*Source text*.

================================

How Much to Charge as a Freelancer - alipang
http://www.jamiebegin.com/how-much-to-charge-as-a-freelancer/
======
moron4hire
My lowest rate is $100/hr, as a single-person consultant with almost no
overhead. Some people charge lower rates for different types of work--like
documentation--I see no sense in it, since it's still tying up my time and
that's what is being bought. My preference is to tinker on my own projects and
not work for other people; the client's job is to entice me away from my
preference.

I charge extra for anything I don't want to do. It's $300/hr for VB6, Crystal
Reports, or MS Access stuff. I know the client can get someone else to do it
cheaper. They frequently tell me as such, clearly missing the point that I
_want_ them to get someone else to do that shit. There is no way that stuff
helps my long term development.

No, I don't stay 100% active with these prices. I have a steady 20 hours a
week of work at $100/hr. Does that make me more or less rich than a person
working 40 hours a week at $50/hr? Hard work is for suckers.

People complain about me being expensive until I release the first milestone.

================================

*Directive A*. According to the freelancing thread, what hourly rate does the commenter charge for VB6, Crystal Reports, or MS Access work?

(Excerpts of pointing data)

================================

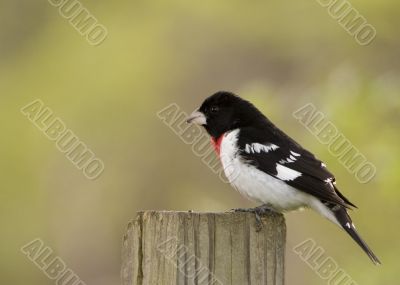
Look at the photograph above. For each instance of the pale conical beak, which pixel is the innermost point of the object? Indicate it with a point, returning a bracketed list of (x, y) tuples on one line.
[(197, 118)]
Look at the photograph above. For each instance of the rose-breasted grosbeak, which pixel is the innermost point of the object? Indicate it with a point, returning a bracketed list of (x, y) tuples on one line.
[(268, 167)]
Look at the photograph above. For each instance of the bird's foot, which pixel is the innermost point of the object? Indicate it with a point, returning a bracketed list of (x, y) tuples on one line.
[(258, 212)]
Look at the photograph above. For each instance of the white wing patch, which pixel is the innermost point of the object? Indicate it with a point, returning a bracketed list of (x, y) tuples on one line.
[(285, 173), (258, 148)]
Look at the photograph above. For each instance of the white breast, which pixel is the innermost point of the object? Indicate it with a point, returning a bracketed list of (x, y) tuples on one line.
[(255, 184)]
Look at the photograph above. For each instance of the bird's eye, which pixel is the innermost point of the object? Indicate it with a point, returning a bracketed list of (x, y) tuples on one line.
[(214, 109)]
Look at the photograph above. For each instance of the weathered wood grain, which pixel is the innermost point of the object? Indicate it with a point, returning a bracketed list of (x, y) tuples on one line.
[(168, 248)]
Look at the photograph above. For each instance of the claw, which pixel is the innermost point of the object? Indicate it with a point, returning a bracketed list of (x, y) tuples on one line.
[(258, 212)]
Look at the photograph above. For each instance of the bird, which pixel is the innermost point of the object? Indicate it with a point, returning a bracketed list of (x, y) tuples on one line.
[(270, 168)]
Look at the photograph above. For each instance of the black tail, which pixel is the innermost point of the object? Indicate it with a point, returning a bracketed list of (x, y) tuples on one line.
[(345, 220)]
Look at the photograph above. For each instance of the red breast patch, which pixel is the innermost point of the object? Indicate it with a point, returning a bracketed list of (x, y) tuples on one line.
[(217, 144)]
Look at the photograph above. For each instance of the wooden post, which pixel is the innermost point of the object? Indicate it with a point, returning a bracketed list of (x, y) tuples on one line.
[(175, 248)]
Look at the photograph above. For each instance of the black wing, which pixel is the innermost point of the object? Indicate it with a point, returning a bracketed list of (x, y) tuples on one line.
[(275, 153)]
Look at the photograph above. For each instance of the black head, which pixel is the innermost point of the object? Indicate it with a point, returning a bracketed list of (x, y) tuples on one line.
[(224, 111)]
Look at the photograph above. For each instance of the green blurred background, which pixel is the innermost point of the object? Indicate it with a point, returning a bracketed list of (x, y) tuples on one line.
[(278, 54)]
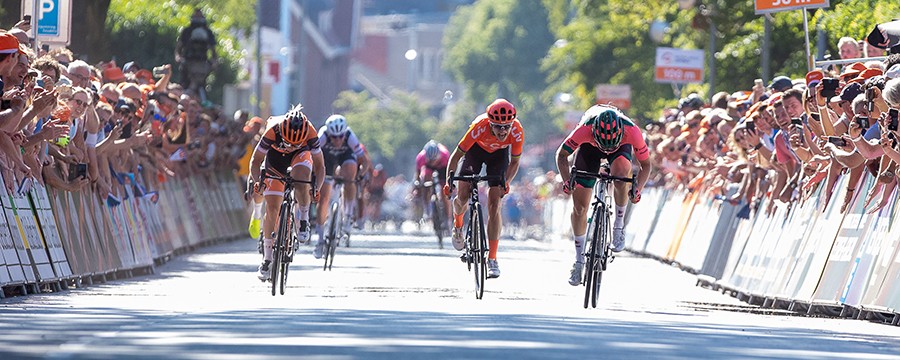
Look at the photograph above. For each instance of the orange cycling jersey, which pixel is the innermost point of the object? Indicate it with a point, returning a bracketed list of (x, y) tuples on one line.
[(480, 133)]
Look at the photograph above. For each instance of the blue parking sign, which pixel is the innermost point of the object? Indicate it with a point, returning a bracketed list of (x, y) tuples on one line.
[(48, 18)]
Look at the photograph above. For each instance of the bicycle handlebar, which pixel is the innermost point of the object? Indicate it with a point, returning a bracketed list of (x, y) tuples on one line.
[(580, 173), (287, 179), (476, 178)]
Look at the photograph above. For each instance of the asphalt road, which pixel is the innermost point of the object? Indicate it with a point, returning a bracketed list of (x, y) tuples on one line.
[(398, 296)]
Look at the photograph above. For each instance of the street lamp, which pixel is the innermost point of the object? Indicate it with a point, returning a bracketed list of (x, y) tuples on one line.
[(411, 56)]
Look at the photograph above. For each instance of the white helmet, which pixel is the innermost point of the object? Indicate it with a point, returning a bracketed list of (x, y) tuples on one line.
[(336, 125)]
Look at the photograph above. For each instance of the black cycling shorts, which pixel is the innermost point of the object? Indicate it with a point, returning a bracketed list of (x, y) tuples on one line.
[(496, 163), (332, 161), (588, 158)]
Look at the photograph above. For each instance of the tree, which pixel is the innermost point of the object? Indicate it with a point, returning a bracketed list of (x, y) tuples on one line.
[(393, 132), (495, 48)]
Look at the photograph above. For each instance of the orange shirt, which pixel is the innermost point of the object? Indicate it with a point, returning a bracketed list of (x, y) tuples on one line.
[(480, 133)]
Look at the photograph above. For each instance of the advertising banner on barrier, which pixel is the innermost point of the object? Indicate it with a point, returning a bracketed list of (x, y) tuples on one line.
[(8, 251), (19, 238), (846, 245), (49, 231), (823, 234)]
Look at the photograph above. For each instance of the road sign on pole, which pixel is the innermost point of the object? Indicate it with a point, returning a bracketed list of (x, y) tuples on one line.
[(615, 95), (770, 6), (679, 66), (54, 19)]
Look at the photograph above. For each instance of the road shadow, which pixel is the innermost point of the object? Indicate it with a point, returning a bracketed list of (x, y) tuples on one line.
[(90, 333)]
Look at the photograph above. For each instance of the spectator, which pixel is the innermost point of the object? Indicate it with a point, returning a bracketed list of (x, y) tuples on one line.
[(195, 53), (848, 48)]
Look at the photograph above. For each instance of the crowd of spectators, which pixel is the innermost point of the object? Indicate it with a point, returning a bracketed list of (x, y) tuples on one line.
[(76, 126), (784, 140)]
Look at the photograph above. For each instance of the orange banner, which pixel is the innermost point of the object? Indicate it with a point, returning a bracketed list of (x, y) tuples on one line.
[(770, 6)]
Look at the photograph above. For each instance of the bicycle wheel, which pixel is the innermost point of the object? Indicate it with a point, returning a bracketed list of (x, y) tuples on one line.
[(286, 233), (333, 237), (590, 275), (278, 248), (479, 248), (602, 232), (437, 219)]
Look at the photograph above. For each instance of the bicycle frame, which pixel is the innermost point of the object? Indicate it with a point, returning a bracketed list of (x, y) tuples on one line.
[(476, 242), (598, 251), (283, 249), (335, 221)]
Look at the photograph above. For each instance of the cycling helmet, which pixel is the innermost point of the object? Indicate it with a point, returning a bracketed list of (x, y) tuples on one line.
[(501, 112), (432, 152), (293, 128), (336, 125), (606, 127)]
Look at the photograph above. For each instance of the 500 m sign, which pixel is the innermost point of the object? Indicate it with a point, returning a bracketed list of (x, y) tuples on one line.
[(770, 6)]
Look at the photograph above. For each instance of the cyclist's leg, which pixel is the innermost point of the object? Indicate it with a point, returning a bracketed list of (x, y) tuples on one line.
[(348, 173), (325, 195), (620, 162), (322, 209), (273, 195), (621, 166), (587, 158), (302, 170), (496, 165)]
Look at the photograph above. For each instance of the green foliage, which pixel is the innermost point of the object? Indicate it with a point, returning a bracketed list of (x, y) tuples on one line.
[(608, 42), (394, 132), (495, 49), (147, 30)]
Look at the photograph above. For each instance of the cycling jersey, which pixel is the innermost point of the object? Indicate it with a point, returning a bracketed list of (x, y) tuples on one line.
[(443, 160), (284, 155), (350, 144), (480, 133), (583, 134)]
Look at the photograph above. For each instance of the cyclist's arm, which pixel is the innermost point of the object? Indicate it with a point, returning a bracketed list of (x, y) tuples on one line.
[(562, 162), (513, 169), (319, 168), (454, 162), (644, 174)]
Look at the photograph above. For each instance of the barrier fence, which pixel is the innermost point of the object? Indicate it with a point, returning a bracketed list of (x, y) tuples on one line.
[(51, 238), (807, 257)]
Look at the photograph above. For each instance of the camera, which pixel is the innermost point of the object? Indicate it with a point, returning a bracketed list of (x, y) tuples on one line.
[(78, 171), (829, 87), (870, 99), (839, 141), (863, 122), (751, 125), (159, 71), (892, 117)]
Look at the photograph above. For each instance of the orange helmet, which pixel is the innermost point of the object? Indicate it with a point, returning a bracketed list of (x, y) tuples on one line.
[(293, 128), (501, 112)]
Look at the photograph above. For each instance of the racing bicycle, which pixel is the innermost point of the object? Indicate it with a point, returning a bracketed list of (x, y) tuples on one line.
[(475, 252), (599, 253), (285, 237)]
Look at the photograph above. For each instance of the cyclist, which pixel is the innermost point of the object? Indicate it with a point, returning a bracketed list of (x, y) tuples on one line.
[(433, 157), (603, 133), (494, 139), (289, 141), (340, 147)]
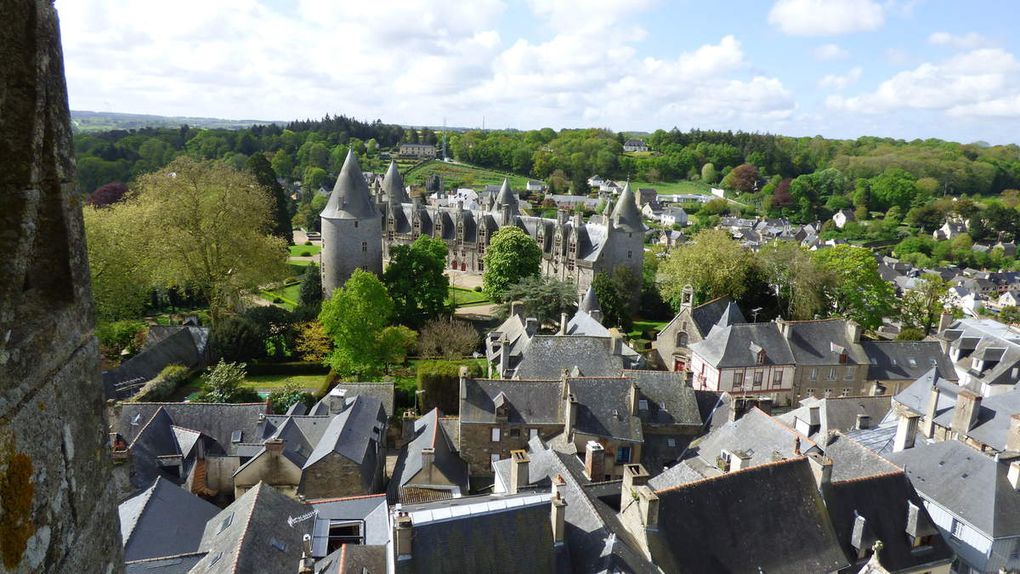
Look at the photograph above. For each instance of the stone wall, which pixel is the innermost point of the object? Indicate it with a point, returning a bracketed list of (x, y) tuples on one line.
[(57, 513)]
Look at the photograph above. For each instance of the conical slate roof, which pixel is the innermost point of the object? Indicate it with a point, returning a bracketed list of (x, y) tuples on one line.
[(625, 214), (393, 186), (350, 198), (506, 197), (590, 302)]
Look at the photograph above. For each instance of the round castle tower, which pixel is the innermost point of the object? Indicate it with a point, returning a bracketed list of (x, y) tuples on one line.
[(352, 228)]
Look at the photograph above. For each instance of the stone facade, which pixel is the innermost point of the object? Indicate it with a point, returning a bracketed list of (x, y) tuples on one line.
[(57, 511)]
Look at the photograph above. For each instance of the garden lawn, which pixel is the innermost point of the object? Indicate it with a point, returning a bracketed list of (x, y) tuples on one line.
[(464, 297)]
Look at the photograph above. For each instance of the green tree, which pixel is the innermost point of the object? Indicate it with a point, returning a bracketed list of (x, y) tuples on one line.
[(858, 292), (264, 174), (222, 384), (209, 227), (357, 318), (512, 256), (921, 307), (416, 281), (712, 262), (615, 293)]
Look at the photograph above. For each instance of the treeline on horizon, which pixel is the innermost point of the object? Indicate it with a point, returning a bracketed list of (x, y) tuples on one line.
[(804, 178)]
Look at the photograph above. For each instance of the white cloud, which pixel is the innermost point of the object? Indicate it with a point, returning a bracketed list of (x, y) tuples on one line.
[(977, 83), (826, 17), (830, 52), (965, 41), (836, 82), (410, 61)]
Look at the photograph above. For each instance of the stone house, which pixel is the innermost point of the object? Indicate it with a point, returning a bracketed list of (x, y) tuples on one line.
[(671, 349)]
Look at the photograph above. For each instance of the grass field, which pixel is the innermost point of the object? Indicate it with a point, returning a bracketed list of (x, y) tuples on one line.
[(465, 297), (682, 187), (459, 175), (301, 250)]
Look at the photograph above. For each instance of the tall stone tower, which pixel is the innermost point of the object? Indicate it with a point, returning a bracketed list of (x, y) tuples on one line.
[(57, 511), (352, 228)]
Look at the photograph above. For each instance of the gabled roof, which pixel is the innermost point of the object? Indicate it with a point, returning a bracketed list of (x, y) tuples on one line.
[(969, 484), (906, 360), (428, 433), (878, 506), (489, 533), (253, 535), (162, 520), (351, 198), (772, 513)]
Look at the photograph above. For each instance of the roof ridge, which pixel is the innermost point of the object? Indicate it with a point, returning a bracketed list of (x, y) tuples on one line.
[(342, 499), (730, 473)]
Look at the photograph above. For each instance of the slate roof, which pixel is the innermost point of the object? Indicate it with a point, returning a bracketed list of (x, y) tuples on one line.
[(669, 400), (731, 346), (881, 501), (604, 408), (969, 484), (772, 513), (428, 433), (547, 356), (351, 198), (163, 520), (489, 533), (531, 402), (252, 534), (906, 360), (992, 423)]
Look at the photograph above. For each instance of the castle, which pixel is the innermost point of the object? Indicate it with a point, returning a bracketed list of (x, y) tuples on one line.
[(359, 227)]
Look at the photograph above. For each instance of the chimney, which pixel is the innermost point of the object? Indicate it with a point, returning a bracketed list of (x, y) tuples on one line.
[(427, 461), (1013, 436), (965, 413), (740, 461), (822, 469), (558, 517), (595, 461), (634, 475), (402, 535), (274, 447), (906, 431), (929, 413), (518, 471), (570, 417), (648, 503), (854, 331), (531, 326), (307, 563), (863, 421)]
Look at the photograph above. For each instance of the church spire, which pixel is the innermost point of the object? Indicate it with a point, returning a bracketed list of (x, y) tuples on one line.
[(350, 198)]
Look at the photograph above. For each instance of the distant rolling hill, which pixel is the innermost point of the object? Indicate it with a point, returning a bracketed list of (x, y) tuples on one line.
[(104, 121)]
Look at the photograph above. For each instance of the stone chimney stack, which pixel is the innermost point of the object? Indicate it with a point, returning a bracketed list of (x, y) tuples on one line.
[(518, 471), (274, 447), (558, 517), (822, 469), (928, 429), (402, 532), (906, 431), (570, 416), (595, 461), (965, 413), (427, 463)]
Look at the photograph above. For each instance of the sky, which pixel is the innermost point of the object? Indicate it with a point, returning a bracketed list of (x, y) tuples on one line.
[(839, 68)]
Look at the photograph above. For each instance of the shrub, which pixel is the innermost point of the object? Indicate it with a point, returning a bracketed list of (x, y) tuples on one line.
[(162, 386), (441, 382)]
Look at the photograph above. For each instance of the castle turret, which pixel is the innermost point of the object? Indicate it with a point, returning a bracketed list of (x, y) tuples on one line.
[(352, 228)]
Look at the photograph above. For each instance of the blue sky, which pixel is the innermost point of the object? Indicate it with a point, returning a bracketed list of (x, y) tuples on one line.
[(840, 68)]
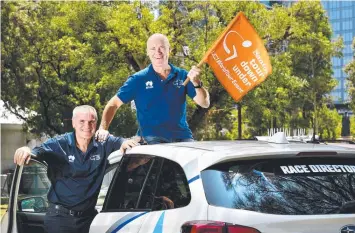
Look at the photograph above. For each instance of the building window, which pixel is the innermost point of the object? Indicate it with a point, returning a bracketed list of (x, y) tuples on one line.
[(334, 14), (348, 37), (347, 49), (346, 3), (347, 59), (334, 4), (336, 61), (336, 26), (337, 73), (347, 25), (347, 13)]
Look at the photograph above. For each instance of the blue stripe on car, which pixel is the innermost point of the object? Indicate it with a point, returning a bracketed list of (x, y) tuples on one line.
[(159, 226), (124, 221), (193, 179)]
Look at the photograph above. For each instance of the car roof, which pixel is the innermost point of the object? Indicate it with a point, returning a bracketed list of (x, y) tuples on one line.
[(208, 153)]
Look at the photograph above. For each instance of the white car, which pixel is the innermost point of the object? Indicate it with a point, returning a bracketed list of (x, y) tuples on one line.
[(219, 186)]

================================

*Directive B*. Edit the part of the excerpts of pointing data that runs from its first line through the line containing "[(268, 167)]", replacing "innermost" with "central" and keeping everything else unchanged. Give only those lines, and leave the pictures out.

*Correct output A*. $300 per hour.

*Correct output B*.
Look at the photograph above. For each instance of the pale conical beak, which pixel is the central point of the object? Indicate it with a point, returning a bracketed list of (x, y) tuples on one line.
[(197, 118)]
Look at the photograph above. For each instance of the rose-breasted grosbeak, which pixel is the central point of the object? Indicate it with a point, returning a bracketed list of (x, y) tuples on one line.
[(268, 167)]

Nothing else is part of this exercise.